__Given passage__.
Rich aroma with strong chocolate tones. Beautifully bright red orange color with a hint of opacity. Leaf is black and long, a little twisted. Flavorwise, strong and rich with a malty base and a hint of pine at the back. Earthy vegetal taste (yam?), surprisingly bitter and raw aftertaste to the back of the throat that gets stronger in later steeps, perhaps due to it being processed only about 3 weeks ago (kind of starts approaching the taste of dirt and 100% dark chocolate, honestly). Overall, quite bracing. Not a lot of astringency, but what’s there lingers in the wake of the bitterness with a bit of a cool tingle.

__Extracted material__.

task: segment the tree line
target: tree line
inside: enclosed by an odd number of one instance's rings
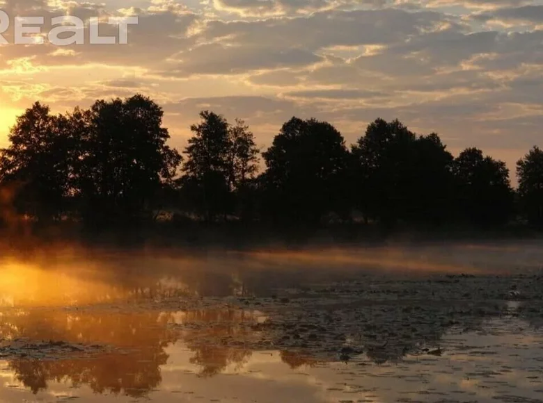
[[[377,119],[348,146],[330,123],[292,117],[260,150],[244,122],[204,110],[179,152],[162,117],[141,94],[58,115],[35,103],[0,149],[3,221],[111,228],[170,211],[286,227],[543,224],[537,147],[518,161],[513,189],[503,161],[473,147],[455,157],[436,133],[416,134],[397,120]]]

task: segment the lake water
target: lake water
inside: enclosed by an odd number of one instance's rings
[[[540,249],[6,259],[0,402],[542,402]]]

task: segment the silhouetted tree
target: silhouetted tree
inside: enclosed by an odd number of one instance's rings
[[[8,140],[0,150],[0,179],[15,186],[17,211],[40,222],[60,218],[75,150],[70,121],[36,102],[17,118]]]
[[[331,124],[292,117],[262,156],[265,210],[276,220],[315,224],[340,212],[349,151]]]
[[[514,193],[504,162],[468,148],[455,158],[453,172],[457,202],[464,219],[485,227],[507,222],[513,212]]]
[[[414,144],[410,196],[411,220],[443,223],[453,218],[452,165],[454,158],[436,133],[422,135]]]
[[[248,181],[257,172],[258,149],[242,120],[232,126],[208,110],[200,117],[200,122],[191,126],[194,135],[184,151],[188,158],[181,182],[186,199],[210,221],[233,213],[236,199],[246,198]]]
[[[543,151],[534,147],[517,163],[521,211],[528,222],[543,225]]]
[[[89,220],[150,215],[155,195],[176,174],[181,156],[166,142],[162,109],[142,95],[97,101],[86,116],[77,181]]]
[[[231,154],[228,122],[220,115],[203,110],[193,124],[194,135],[185,149],[183,190],[206,221],[230,210]]]
[[[260,150],[254,135],[243,120],[228,128],[230,155],[229,188],[234,192],[236,213],[242,220],[254,216],[256,188],[255,174],[258,171]]]

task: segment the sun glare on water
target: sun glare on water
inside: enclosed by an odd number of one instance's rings
[[[115,288],[73,268],[42,268],[18,262],[0,263],[0,306],[51,306],[96,302],[113,297]]]

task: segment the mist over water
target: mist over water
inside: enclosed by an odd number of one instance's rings
[[[6,254],[0,402],[535,398],[541,246]]]

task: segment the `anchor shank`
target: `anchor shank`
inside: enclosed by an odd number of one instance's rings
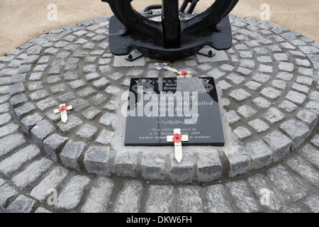
[[[164,48],[178,48],[181,45],[178,0],[162,0],[162,10]]]

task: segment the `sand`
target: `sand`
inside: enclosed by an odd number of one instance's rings
[[[196,9],[205,10],[212,2],[201,0]],[[140,10],[160,3],[135,0],[133,5]],[[57,21],[48,19],[51,4],[57,6]],[[240,0],[231,13],[259,20],[264,4],[269,6],[270,23],[319,40],[318,0]],[[0,56],[52,30],[111,14],[108,4],[101,0],[0,0]]]

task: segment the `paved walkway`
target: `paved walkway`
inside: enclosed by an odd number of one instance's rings
[[[108,19],[0,57],[0,212],[319,211],[318,42],[232,16],[230,50],[172,63],[215,79],[226,137],[178,165],[172,147],[121,145],[130,78],[174,75],[113,56]]]

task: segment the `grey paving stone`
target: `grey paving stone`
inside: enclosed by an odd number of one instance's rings
[[[6,209],[6,213],[31,213],[35,201],[20,195]]]
[[[217,150],[198,152],[196,156],[198,182],[211,182],[221,177],[223,167]]]
[[[315,187],[319,186],[319,172],[300,155],[294,155],[289,157],[285,160],[285,163],[311,184]]]
[[[245,77],[235,73],[230,73],[226,78],[235,84],[240,84],[245,81]]]
[[[101,113],[101,111],[94,106],[88,108],[84,111],[82,115],[87,120],[92,120],[96,116]]]
[[[306,105],[306,108],[319,114],[319,101],[310,101]]]
[[[23,118],[20,121],[22,128],[24,131],[30,135],[30,131],[33,128],[33,126],[43,120],[43,118],[38,113],[34,113],[33,114],[28,115]]]
[[[318,158],[319,150],[309,143],[306,143],[297,150],[297,153],[311,162],[315,167],[319,168],[319,160]]]
[[[129,180],[124,182],[114,204],[114,213],[138,213],[140,208],[143,186],[140,181]],[[130,204],[128,206],[128,204]]]
[[[138,151],[118,151],[114,160],[114,171],[118,176],[136,177]]]
[[[103,94],[98,94],[91,98],[91,101],[96,106],[99,106],[108,99],[108,97]]]
[[[30,71],[30,70],[29,70]],[[10,79],[10,81],[11,83],[19,83],[19,82],[26,82],[26,73],[28,72],[25,71],[18,71],[19,74],[13,74],[11,78]]]
[[[86,145],[84,142],[69,140],[60,154],[65,167],[80,171],[79,157],[83,153]]]
[[[10,93],[10,86],[0,87],[0,94],[8,94],[9,93]]]
[[[1,162],[0,172],[9,177],[25,163],[30,162],[40,153],[41,151],[38,146],[29,145]]]
[[[286,53],[275,53],[274,57],[276,61],[288,61],[289,57]]]
[[[319,196],[314,194],[306,199],[304,204],[309,207],[313,213],[319,213]]]
[[[315,146],[319,148],[319,134],[313,135],[310,141]]]
[[[252,132],[248,128],[240,126],[234,129],[234,133],[240,139],[244,139],[252,135]]]
[[[279,72],[276,77],[289,81],[292,79],[293,74],[286,72]]]
[[[296,120],[289,120],[281,123],[279,128],[292,138],[293,149],[303,142],[310,133],[309,128],[306,125]]]
[[[103,109],[108,109],[110,111],[115,111],[118,109],[119,104],[120,104],[120,103],[118,101],[117,101],[110,100],[106,104],[106,105],[103,106]]]
[[[273,131],[263,138],[274,150],[274,162],[281,160],[289,153],[292,140],[280,132]]]
[[[240,117],[234,111],[229,111],[228,114],[228,122],[230,124],[233,124],[234,123],[240,120]]]
[[[247,82],[245,86],[248,87],[250,89],[255,91],[257,89],[259,89],[260,87],[262,87],[262,84],[259,84],[258,82],[254,82],[254,81],[249,81]]]
[[[84,89],[77,92],[77,94],[79,94],[81,97],[85,98],[92,94],[96,93],[96,91],[91,87],[86,87]]]
[[[52,166],[53,162],[46,157],[36,160],[28,165],[26,170],[12,179],[16,187],[22,189],[38,179]]]
[[[38,81],[35,82],[31,82],[29,83],[28,86],[28,89],[30,92],[42,89],[43,88],[43,85],[42,84],[42,82]]]
[[[32,189],[30,195],[35,199],[44,202],[51,194],[50,189],[57,189],[69,174],[69,171],[62,167],[55,167],[45,178]]]
[[[313,128],[315,128],[316,123],[317,123],[317,120],[318,120],[318,115],[309,111],[308,110],[301,110],[298,114],[297,114],[297,117],[302,120],[304,122],[306,122],[307,123],[308,123],[309,126],[309,130],[310,131],[313,131]]]
[[[251,94],[244,89],[240,89],[231,92],[229,96],[237,101],[242,101],[250,98]]]
[[[308,77],[313,77],[314,75],[313,69],[308,69],[308,68],[305,68],[305,67],[299,67],[298,68],[297,72],[298,74],[300,74],[301,75],[308,76]]]
[[[0,126],[4,126],[12,119],[12,115],[10,113],[0,114]]]
[[[81,201],[84,189],[89,184],[90,179],[82,175],[72,177],[57,196],[57,209],[74,210]]]
[[[272,162],[272,150],[262,140],[248,143],[245,147],[252,159],[250,163],[252,169],[260,169],[269,165]]]
[[[58,106],[57,101],[52,97],[43,99],[37,102],[36,105],[42,111],[44,111],[49,107]]]
[[[5,126],[1,127],[0,138],[16,132],[19,126],[14,123],[10,123]]]
[[[60,101],[65,103],[65,102],[66,102],[67,101],[69,101],[69,100],[70,100],[70,99],[75,99],[75,96],[74,96],[74,94],[72,92],[65,92],[65,94],[62,94],[62,95],[60,95],[60,96],[58,96],[57,98],[57,99],[59,99]]]
[[[15,98],[16,96],[21,96],[21,94],[17,94],[17,95],[14,96],[11,99],[13,99],[13,98]],[[1,95],[1,96],[0,96],[0,103],[4,103],[4,101],[8,101],[9,99],[10,99],[10,95],[9,95],[9,94]],[[10,103],[11,104],[11,106],[13,106],[12,104],[11,101],[10,101]]]
[[[143,153],[141,161],[142,178],[164,179],[166,155],[157,153]]]
[[[232,87],[232,85],[226,82],[225,80],[220,81],[217,86],[223,90],[226,90]]]
[[[258,118],[249,121],[248,124],[257,133],[264,132],[269,128],[269,126],[264,121]]]
[[[264,73],[272,73],[274,72],[274,69],[272,66],[269,66],[266,65],[260,65],[258,71],[260,72]]]
[[[109,147],[89,147],[85,152],[84,160],[86,171],[97,175],[111,176],[108,167],[109,153]]]
[[[35,106],[30,102],[27,102],[19,107],[14,109],[14,114],[18,121],[27,114],[35,109]]]
[[[319,52],[319,49],[310,45],[300,46],[299,48],[305,54],[317,54]]]
[[[287,87],[287,83],[286,82],[285,82],[284,81],[282,81],[282,80],[279,80],[279,79],[273,80],[272,82],[272,84],[274,87],[276,87],[276,88],[279,88],[279,89],[284,89]]]
[[[57,126],[59,129],[61,130],[63,133],[67,133],[72,130],[74,128],[81,125],[83,123],[83,121],[74,115],[69,115],[67,116],[67,121],[64,123],[62,121],[60,121],[57,123]]]
[[[228,177],[246,173],[248,171],[250,157],[242,146],[232,146],[223,150],[230,162]]]
[[[283,101],[281,101],[278,107],[284,109],[288,113],[291,113],[298,109],[298,106],[296,105],[287,100],[284,100]]]
[[[85,140],[91,140],[92,137],[98,131],[98,128],[90,124],[84,124],[75,133],[75,135],[77,135],[82,138]]]
[[[43,140],[43,145],[45,152],[55,162],[57,162],[58,155],[67,140],[66,137],[53,134]]]
[[[296,104],[301,105],[306,101],[307,96],[299,92],[289,91],[286,98]]]
[[[311,86],[313,82],[313,79],[309,77],[299,76],[297,77],[296,82],[299,84]]]
[[[272,87],[266,87],[263,89],[260,93],[272,99],[275,99],[281,95],[281,92],[273,89]]]
[[[278,65],[278,68],[281,71],[286,71],[286,72],[291,72],[293,71],[294,66],[293,66],[293,64],[292,64],[292,63],[281,62]]]
[[[221,184],[208,186],[205,189],[206,209],[211,213],[233,213],[233,208]]]
[[[50,76],[47,77],[47,84],[52,84],[60,82],[61,81],[61,77],[58,75]]]
[[[0,157],[26,143],[25,137],[21,133],[10,134],[0,139]]]
[[[88,101],[84,99],[74,99],[69,102],[69,105],[72,106],[73,110],[76,112],[79,112],[82,109],[88,107],[90,104]]]
[[[272,123],[279,122],[286,118],[284,114],[274,107],[269,108],[262,116]]]
[[[95,141],[101,144],[108,144],[111,141],[114,135],[115,132],[103,129]]]
[[[43,207],[39,207],[36,209],[35,211],[34,211],[34,213],[52,213],[52,212]]]
[[[7,200],[18,194],[18,192],[8,184],[0,186],[0,192],[1,192],[0,193],[0,211],[4,213],[7,207]]]
[[[283,208],[283,201],[273,190],[267,177],[261,174],[254,175],[248,178],[248,184],[262,206],[274,211],[279,211]]]
[[[114,189],[114,182],[109,178],[99,177],[94,184],[81,212],[106,213]]]
[[[179,186],[177,189],[177,213],[202,213],[203,201],[198,186]]]
[[[171,213],[173,211],[173,196],[175,189],[171,185],[150,185],[146,201],[145,213]]]
[[[254,99],[252,99],[252,102],[260,108],[267,108],[269,107],[270,105],[272,105],[272,103],[265,99],[262,97],[257,97]]]
[[[254,116],[257,111],[252,107],[248,105],[243,105],[240,106],[237,112],[244,118],[250,118]]]
[[[100,118],[99,123],[106,125],[106,126],[111,126],[113,122],[113,120],[116,116],[116,114],[112,113],[106,113],[104,114]]]
[[[35,123],[30,131],[30,135],[35,142],[42,144],[44,139],[55,132],[55,128],[48,121],[44,119]]]
[[[259,203],[254,199],[246,182],[233,181],[226,183],[226,186],[240,211],[254,213],[262,211]]]
[[[184,153],[183,160],[179,163],[176,160],[175,155],[171,154],[170,180],[173,183],[191,183],[194,175],[194,161],[192,155]]]
[[[308,194],[307,187],[291,176],[281,165],[268,170],[267,172],[281,194],[289,201],[296,201]]]
[[[47,93],[45,90],[38,90],[33,92],[30,94],[30,98],[32,101],[37,101],[43,98],[45,98],[49,96],[49,93]]]
[[[206,73],[208,77],[213,77],[215,79],[218,79],[226,74],[223,72],[220,72],[218,69],[214,69]]]

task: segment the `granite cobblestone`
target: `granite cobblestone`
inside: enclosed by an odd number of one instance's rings
[[[214,155],[186,153],[181,165],[174,162],[173,155],[155,155],[155,165],[142,150],[122,156],[125,153],[110,148],[103,159],[89,155],[94,150],[89,147],[97,141],[109,145],[116,138],[102,140],[105,133],[101,127],[115,133],[112,114],[118,114],[121,105],[113,100],[114,94],[127,89],[127,77],[166,75],[154,71],[153,62],[145,58],[142,66],[134,70],[124,66],[122,74],[114,74],[119,68],[114,68],[113,57],[104,42],[108,20],[101,18],[52,31],[0,57],[0,114],[4,114],[0,135],[0,212],[318,212],[319,143],[313,132],[319,108],[313,86],[318,72],[312,66],[319,65],[315,56],[319,52],[313,40],[267,22],[231,16],[236,44],[218,53],[227,62],[214,65],[212,60],[195,56],[177,66],[191,67],[191,63],[194,76],[215,78],[229,123],[233,123],[229,125],[233,135],[245,145],[235,143],[216,148]],[[48,42],[50,39],[52,42]],[[93,60],[100,65],[91,65]],[[77,64],[83,65],[77,67]],[[75,70],[77,74],[72,74]],[[242,96],[235,94],[238,90]],[[72,114],[81,121],[65,132],[57,125],[58,116],[48,117],[61,101],[74,106]],[[240,118],[236,111],[242,106],[245,111],[237,112]],[[247,106],[256,113],[251,115]],[[12,123],[13,115],[23,128]],[[94,125],[97,131],[94,133],[94,128],[83,136],[79,128],[90,125],[90,121],[101,121]],[[28,132],[30,137],[24,134]],[[244,135],[247,132],[248,136]],[[87,146],[91,140],[94,141]],[[69,143],[82,145],[74,152],[67,148]],[[264,153],[256,150],[257,143],[262,144]],[[109,165],[108,170],[103,163]],[[254,170],[257,174],[245,175],[254,168],[259,169]],[[96,177],[101,170],[107,177]],[[82,175],[80,170],[86,172]],[[197,181],[208,183],[198,186]],[[52,189],[57,192],[57,205],[47,201],[52,195],[48,189]],[[23,192],[26,190],[30,193]],[[264,203],[263,192],[270,192],[270,204]]]

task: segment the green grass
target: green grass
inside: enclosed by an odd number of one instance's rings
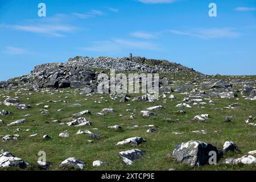
[[[182,78],[185,76],[180,76]],[[187,76],[188,77],[188,76]],[[250,79],[251,79],[251,77]],[[254,76],[253,77],[255,78]],[[187,82],[187,81],[186,81]],[[255,165],[222,165],[220,162],[217,165],[205,165],[202,167],[192,168],[191,167],[176,162],[171,157],[171,154],[176,144],[187,142],[191,139],[199,140],[212,143],[221,148],[224,143],[226,140],[232,140],[240,147],[240,152],[229,152],[224,156],[227,158],[238,158],[246,155],[249,151],[256,150],[256,134],[255,126],[249,125],[245,121],[248,116],[255,116],[256,105],[255,101],[244,100],[239,95],[239,100],[233,99],[220,99],[212,98],[214,105],[192,106],[192,108],[180,109],[175,106],[181,103],[181,101],[186,95],[174,93],[176,98],[171,100],[166,98],[166,103],[164,98],[156,101],[155,103],[147,103],[144,101],[134,101],[131,100],[125,103],[120,103],[119,99],[112,100],[108,95],[94,94],[92,96],[81,96],[79,92],[72,89],[60,89],[63,93],[56,92],[54,94],[45,92],[35,92],[21,90],[20,94],[15,94],[17,89],[5,91],[0,90],[0,101],[5,99],[3,96],[10,97],[18,96],[22,101],[22,104],[30,104],[32,108],[27,110],[19,110],[16,106],[6,106],[0,105],[0,110],[6,109],[11,111],[13,114],[8,116],[0,116],[5,123],[0,125],[0,135],[17,134],[20,135],[17,140],[10,140],[0,142],[0,150],[9,151],[18,158],[20,158],[32,165],[25,169],[39,169],[36,161],[39,158],[39,151],[46,152],[47,161],[52,164],[51,170],[61,170],[58,166],[60,163],[69,157],[75,157],[84,161],[86,163],[85,170],[168,170],[174,168],[176,170],[255,170]],[[31,93],[31,95],[28,93]],[[170,94],[167,94],[167,97]],[[65,97],[68,97],[65,98]],[[135,95],[131,95],[131,98]],[[103,97],[103,98],[101,97]],[[27,98],[29,98],[29,100]],[[55,100],[57,103],[47,102],[49,100]],[[67,104],[63,104],[61,100],[67,100]],[[105,101],[106,100],[106,101]],[[101,103],[95,103],[100,101]],[[209,101],[204,101],[208,102]],[[44,102],[40,106],[35,105],[39,102]],[[229,104],[239,102],[236,110],[224,108]],[[72,107],[72,104],[79,103],[81,107]],[[130,106],[127,106],[130,104]],[[50,114],[42,115],[39,111],[44,109],[46,105],[49,105],[48,109]],[[161,105],[164,106],[162,110],[154,111],[157,116],[144,118],[140,111],[146,108],[154,105]],[[104,116],[96,114],[104,108],[112,107],[115,110],[114,113],[109,113]],[[216,109],[216,108],[222,108]],[[63,109],[57,112],[57,110]],[[126,109],[136,109],[136,115],[134,119],[129,117],[132,112],[126,111]],[[173,111],[180,109],[185,109],[185,114],[175,114]],[[61,122],[72,121],[72,114],[77,112],[89,110],[91,115],[85,115],[90,121],[92,126],[80,127],[61,126],[59,123],[52,122],[57,119]],[[207,122],[195,122],[191,119],[197,114],[209,114],[210,118]],[[6,126],[9,123],[17,119],[24,118],[24,115],[30,114],[31,117],[26,118],[27,122],[13,126]],[[123,117],[119,117],[122,114]],[[235,115],[236,118],[232,119],[230,123],[225,123],[224,118],[226,115]],[[173,120],[180,119],[177,122],[167,122],[165,119],[170,118]],[[46,121],[49,123],[46,123]],[[146,125],[154,125],[158,132],[147,133],[147,127]],[[114,132],[108,126],[121,125],[124,131]],[[130,129],[129,127],[134,125],[139,125],[139,127]],[[14,132],[17,129],[20,131]],[[98,130],[93,130],[98,129]],[[80,129],[86,129],[92,132],[100,133],[102,136],[99,139],[92,139],[87,135],[76,135]],[[29,129],[29,131],[26,131]],[[205,130],[207,134],[192,133],[193,130]],[[68,138],[61,138],[58,136],[60,133],[68,131],[71,135]],[[218,131],[217,133],[214,131]],[[172,132],[182,132],[180,135],[175,135]],[[29,135],[37,133],[34,137]],[[42,136],[48,134],[52,139],[43,140]],[[139,146],[126,145],[116,146],[115,144],[123,139],[133,136],[141,136],[147,139],[147,142]],[[90,143],[88,139],[93,139]],[[126,165],[122,159],[118,156],[118,152],[122,151],[138,148],[146,152],[144,157],[134,162],[132,166]],[[222,160],[223,160],[222,159]],[[109,163],[108,166],[100,167],[93,167],[94,160],[100,160]],[[3,169],[1,169],[2,170]],[[10,168],[8,169],[19,169]]]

__What this exercise asks__.
[1] Decide whether each statement agrees with the tea tasting note, answering yes or no and quoting the words of the note that settle it. (a) The leaf is black and long. (b) The tea has a lot of astringency. (c) The bitter aftertaste fades in later steeps.
[2] Resume the tea tasting note after its final sentence.

__Results of the tasks__.
[1]
(a) Yes: "Leaf is black and long, a little twisted."
(b) No: "Not a lot of astringency"
(c) No: "gets stronger in later steeps"

[2]
Lazy, so I’m putting my notes for Spring 2 here too:

Spring 2 was definitely the better of the two. The leaves were floral in aroma over the standard malt, which is a trend I’m starting to notice with some of the higher quality blacks. The liquor was a more orange, less red color than many black teas. Still had quite a bit of a raw, sour potato quality that the Spring 1 had, although less intense (I’m guessing this is due to how new these teas are at a few weeks, as it also exudes a rather exuberant energy despite/because of this). This may be more due to my having more practice at brewing blacks, though, at this point then the teas themselves…

Anyway, the yam flavor is definitely stronger and more prominent on this one. It stands out and perseveres throughout the steeps, although the malty, earthy cocoa-ish profile is here as well and most prominent in the beginning, giving way to that really distinct earthy sweet tuber-ish taste after a couple of steeps.

It was interesting and more pleasant to drink than Spring 1 with a lighter taste overall and better balance of flavors, I can see why it’s higher quality. I’ll have to try the Spring 1 again tomorrow just to make sure this is a fair assessment, though, haha.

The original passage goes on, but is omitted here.